## WORK ORDER
Every line below between the line holding "Target: centipede head" and the line holding "like x=249, y=449.", inclusive, should be repeated exactly, and all other lines omitted.

[Point localization data]
____

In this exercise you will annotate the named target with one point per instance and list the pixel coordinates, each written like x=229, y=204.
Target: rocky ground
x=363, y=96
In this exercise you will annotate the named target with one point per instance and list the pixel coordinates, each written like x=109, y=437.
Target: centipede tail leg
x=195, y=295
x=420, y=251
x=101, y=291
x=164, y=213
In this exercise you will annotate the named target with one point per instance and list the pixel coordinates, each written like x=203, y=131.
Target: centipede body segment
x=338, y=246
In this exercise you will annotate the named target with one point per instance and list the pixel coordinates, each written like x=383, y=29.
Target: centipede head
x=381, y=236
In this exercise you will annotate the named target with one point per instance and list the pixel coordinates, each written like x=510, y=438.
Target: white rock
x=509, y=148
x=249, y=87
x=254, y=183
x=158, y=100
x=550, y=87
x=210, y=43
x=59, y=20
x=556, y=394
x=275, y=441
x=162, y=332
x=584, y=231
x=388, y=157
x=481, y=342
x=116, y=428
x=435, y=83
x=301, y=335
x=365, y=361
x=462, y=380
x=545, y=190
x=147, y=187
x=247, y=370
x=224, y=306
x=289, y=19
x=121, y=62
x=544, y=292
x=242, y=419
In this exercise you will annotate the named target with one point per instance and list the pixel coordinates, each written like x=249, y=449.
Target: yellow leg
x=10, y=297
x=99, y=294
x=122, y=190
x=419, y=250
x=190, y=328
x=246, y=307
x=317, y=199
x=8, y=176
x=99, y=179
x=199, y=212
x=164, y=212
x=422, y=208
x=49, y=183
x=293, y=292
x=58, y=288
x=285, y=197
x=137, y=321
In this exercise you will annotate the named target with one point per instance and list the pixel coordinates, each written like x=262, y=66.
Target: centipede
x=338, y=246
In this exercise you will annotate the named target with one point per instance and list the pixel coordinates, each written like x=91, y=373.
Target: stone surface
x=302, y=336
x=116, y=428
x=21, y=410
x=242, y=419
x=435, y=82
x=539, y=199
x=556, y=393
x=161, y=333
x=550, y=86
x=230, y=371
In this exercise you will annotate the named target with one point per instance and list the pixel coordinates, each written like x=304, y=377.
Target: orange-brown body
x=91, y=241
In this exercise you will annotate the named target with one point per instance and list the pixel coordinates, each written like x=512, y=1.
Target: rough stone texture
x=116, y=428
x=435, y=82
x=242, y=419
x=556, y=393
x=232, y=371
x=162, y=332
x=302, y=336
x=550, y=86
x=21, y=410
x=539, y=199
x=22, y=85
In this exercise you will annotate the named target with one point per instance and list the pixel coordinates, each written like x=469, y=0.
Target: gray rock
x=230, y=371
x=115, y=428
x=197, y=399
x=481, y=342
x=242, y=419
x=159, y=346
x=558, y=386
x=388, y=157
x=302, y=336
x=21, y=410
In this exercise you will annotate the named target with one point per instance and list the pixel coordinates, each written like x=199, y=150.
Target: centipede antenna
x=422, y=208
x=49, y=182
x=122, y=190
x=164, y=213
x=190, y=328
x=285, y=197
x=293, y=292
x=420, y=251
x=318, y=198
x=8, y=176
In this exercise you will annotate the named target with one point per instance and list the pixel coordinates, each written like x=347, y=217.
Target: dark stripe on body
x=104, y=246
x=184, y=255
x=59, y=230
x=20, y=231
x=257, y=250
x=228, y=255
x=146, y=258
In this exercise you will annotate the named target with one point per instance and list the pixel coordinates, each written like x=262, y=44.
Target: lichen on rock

____

## RESPONSE TO THE TASK
Target: centipede head
x=381, y=236
In this exercise you will annotate the named target with one point per instance and list the pixel coordinates, each written like x=510, y=438.
Target: white rock
x=509, y=148
x=249, y=87
x=254, y=183
x=158, y=100
x=550, y=87
x=210, y=43
x=59, y=20
x=556, y=394
x=275, y=441
x=162, y=332
x=584, y=231
x=388, y=157
x=481, y=342
x=116, y=428
x=435, y=83
x=301, y=335
x=365, y=361
x=462, y=380
x=545, y=190
x=147, y=187
x=247, y=370
x=224, y=306
x=289, y=19
x=121, y=62
x=544, y=292
x=242, y=419
In this exercise you will annotate the named target with one point per instance and list the pixel coordinates, each written like x=249, y=449.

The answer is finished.